— START DATA TO PROCESS —

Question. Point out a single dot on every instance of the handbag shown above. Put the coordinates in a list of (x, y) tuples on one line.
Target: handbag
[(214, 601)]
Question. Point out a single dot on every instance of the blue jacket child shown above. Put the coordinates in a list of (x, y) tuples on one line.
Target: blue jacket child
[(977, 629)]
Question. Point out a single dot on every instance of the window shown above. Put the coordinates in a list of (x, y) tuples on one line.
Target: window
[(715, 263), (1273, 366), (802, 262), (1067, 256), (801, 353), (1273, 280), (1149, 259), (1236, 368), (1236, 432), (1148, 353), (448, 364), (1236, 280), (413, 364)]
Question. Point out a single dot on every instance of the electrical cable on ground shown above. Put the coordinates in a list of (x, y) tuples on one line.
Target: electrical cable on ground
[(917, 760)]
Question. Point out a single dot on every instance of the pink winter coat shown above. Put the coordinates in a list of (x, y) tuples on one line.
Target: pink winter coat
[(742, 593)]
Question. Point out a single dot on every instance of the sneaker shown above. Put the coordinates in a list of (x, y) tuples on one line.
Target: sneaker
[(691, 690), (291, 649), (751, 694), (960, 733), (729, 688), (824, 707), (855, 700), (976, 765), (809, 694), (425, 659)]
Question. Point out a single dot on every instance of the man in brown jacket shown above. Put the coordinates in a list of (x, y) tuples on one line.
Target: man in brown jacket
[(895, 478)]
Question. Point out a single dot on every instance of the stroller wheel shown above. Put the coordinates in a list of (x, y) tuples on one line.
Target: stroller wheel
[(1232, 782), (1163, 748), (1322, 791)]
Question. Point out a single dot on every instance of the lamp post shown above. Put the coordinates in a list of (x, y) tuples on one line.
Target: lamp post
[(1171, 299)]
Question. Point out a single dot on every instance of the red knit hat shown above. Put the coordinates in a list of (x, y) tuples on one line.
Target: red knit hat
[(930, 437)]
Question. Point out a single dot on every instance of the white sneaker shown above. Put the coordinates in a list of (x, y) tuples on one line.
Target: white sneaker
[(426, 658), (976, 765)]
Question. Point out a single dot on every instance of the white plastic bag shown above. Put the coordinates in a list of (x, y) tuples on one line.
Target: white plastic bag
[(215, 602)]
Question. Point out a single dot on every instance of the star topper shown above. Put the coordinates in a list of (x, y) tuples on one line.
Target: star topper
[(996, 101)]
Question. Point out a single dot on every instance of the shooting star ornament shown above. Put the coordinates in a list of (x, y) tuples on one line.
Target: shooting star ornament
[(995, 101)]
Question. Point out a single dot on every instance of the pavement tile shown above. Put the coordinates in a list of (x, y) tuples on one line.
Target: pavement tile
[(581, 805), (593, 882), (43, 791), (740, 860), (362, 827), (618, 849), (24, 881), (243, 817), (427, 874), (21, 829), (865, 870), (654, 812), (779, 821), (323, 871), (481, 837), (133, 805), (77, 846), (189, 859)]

— END DATA TO PROCESS —

[INSTRUCTIONS FOR THE TASK]: Rewrite the records from the beginning through the line containing "[(917, 760)]", inclusive, swapping "handbag" for "purse" and leaving everything else unchanged.

[OUTPUT FOR THIS TASK]:
Question. Point out a single dot on every instance of the purse shown above. Put the coordinates in a list of (x, y) tuples on one line.
Target: purse
[(214, 601)]
Question. Point out a single dot on every instance of the blue jacket child shown above. Put the coordinates in a list of (x, y) tuples on one line.
Target: blue jacket child
[(977, 629)]
Question. Point out a single dot on every instance of the window shown above. Put the coordinates in a list of (x, y) tuples on one line.
Target: window
[(715, 263), (1273, 366), (802, 262), (1067, 256), (801, 353), (1273, 280), (1149, 259), (1236, 368), (1236, 432), (1148, 353), (448, 364), (1236, 280), (413, 364)]
Question. Point out a single dot on every instance of the electrical cable on ground shown above. Put the coordinates in a list of (x, y) tuples on one line.
Target: electrical cable on ground
[(917, 760)]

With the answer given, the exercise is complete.